If our civil responsibility is limited to checking a box next to a name, then democracy has failed. As the presidential election looms, pay attention not just to whom you will vote for, but to the problems at hand: the lag in the economy, the collapse of Social Security and the cost of war.
Turn off from the media-inspired technical suburbia and take on the role so many of us have avoided: that of a concerned and action-oriented individual. Ask not what a politician will do for you, but how they will positively affect your society.
We must work hard to develop a worldly perspective. Though problems now seem masked behind reality TV shows and celebrity melodrama, there is a major need for compassion and concern in the world today.
For instance, which candidate is willing to crack down on pharmaceutical prices, or send overwhelming relief to Darfur, or find a solution to America's economic regression, marked by the end of cheap oil? Are we so stark in our beliefs, so individualistic as to invite candidates who present themselves as liberal republicans or conservative democrats?
It appears most candidates sit atop the fence, waiting for majority rule to push them one way or the other. This lack of leadership and dedication to ideals is a growing trend in modern politics possibly brought on by a society afraid of real change. In the recent sit-down debate of Democratic candidates, this became quite apparent.
+ + + + + + +
▶ Parts of the exercise:
a. In the opinion piece on civic responsibility and the presidential election, which three problems does the writer tell voters to pay attention to?
b. Carry the opinion piece on civic responsibility and the presidential election forward, beginning after its last sentence.
+ + + + + + +
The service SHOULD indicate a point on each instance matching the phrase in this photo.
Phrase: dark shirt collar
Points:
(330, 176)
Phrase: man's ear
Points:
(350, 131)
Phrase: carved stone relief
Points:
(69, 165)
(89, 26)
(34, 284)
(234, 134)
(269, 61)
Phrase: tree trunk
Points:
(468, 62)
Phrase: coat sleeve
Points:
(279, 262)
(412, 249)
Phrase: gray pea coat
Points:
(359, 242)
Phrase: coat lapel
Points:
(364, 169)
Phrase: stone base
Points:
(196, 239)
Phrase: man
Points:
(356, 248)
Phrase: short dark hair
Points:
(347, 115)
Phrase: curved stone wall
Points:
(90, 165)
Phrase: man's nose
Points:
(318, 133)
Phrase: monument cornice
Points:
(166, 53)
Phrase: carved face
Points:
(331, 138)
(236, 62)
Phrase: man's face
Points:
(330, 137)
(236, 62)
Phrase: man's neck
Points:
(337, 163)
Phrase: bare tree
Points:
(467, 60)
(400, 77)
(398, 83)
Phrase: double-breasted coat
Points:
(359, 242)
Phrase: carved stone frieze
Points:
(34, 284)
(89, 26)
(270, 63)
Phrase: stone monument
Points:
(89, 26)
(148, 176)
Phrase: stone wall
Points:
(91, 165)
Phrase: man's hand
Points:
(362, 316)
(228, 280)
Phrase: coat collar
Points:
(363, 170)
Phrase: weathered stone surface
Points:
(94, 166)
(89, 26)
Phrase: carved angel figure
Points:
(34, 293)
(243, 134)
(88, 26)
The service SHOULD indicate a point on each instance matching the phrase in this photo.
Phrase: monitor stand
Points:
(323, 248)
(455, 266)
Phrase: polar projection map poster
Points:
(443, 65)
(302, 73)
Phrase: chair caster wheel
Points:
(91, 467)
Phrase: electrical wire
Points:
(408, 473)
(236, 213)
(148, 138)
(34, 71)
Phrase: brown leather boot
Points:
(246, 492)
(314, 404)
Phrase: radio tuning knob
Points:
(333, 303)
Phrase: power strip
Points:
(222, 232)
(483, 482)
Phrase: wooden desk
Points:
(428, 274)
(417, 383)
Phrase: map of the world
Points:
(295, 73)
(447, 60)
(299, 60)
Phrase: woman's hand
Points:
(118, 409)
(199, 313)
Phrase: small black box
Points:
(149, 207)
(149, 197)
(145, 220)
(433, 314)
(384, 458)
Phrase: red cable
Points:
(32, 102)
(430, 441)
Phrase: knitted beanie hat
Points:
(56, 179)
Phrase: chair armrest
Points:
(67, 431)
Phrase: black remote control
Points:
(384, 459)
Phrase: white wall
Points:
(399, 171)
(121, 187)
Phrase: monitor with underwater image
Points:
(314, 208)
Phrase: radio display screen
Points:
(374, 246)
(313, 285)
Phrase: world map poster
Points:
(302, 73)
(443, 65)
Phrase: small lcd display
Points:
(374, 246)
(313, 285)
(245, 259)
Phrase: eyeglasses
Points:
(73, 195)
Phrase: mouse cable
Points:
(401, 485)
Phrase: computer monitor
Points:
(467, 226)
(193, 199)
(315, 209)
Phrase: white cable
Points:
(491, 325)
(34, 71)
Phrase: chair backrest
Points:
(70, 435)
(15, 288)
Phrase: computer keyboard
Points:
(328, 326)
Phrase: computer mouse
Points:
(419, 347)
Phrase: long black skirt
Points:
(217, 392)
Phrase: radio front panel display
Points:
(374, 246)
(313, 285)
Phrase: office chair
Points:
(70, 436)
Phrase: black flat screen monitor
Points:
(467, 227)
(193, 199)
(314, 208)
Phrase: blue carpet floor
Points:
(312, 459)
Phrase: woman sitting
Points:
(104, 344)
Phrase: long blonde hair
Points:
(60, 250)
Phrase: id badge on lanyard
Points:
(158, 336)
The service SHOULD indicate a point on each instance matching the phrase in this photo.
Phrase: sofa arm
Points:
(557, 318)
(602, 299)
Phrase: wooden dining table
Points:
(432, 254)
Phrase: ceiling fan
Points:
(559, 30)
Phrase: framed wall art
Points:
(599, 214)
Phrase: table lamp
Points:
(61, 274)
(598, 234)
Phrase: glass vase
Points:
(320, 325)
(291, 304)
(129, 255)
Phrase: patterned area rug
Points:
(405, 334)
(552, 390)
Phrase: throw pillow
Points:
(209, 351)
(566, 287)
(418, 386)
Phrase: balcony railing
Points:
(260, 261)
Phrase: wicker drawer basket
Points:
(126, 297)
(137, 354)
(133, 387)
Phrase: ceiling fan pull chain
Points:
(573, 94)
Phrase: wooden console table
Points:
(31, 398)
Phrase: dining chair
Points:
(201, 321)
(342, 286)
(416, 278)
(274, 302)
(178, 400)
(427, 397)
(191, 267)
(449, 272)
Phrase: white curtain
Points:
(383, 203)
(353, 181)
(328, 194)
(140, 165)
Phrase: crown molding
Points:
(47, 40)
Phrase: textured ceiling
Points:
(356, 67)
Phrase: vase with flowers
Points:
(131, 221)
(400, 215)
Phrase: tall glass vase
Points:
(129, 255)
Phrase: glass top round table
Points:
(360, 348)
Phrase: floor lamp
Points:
+ + + + + + +
▶ Answers to each task:
a. The lag in the economy, the collapse of Social Security and the cost of war.

b.
The candidates seemed to support and agree with their own platforms almost as much as they supported and agreed with those of their competition. The race for the presidency becomes such that an individual with strikingly different ideas is immediately stamped out by a majority who like their candidates more "in the middle."
Would we elect an eccentric, spend-happy Roosevelt over a frugal Hoover today? Not likely. It appears this system provides stale ideas that rarely deliver what they promise.
An active, open mind, one beyond the scope of habitual thinking, could spark action. As the election approaches and the problems become more apparent, it appears we're all just waiting for a spark.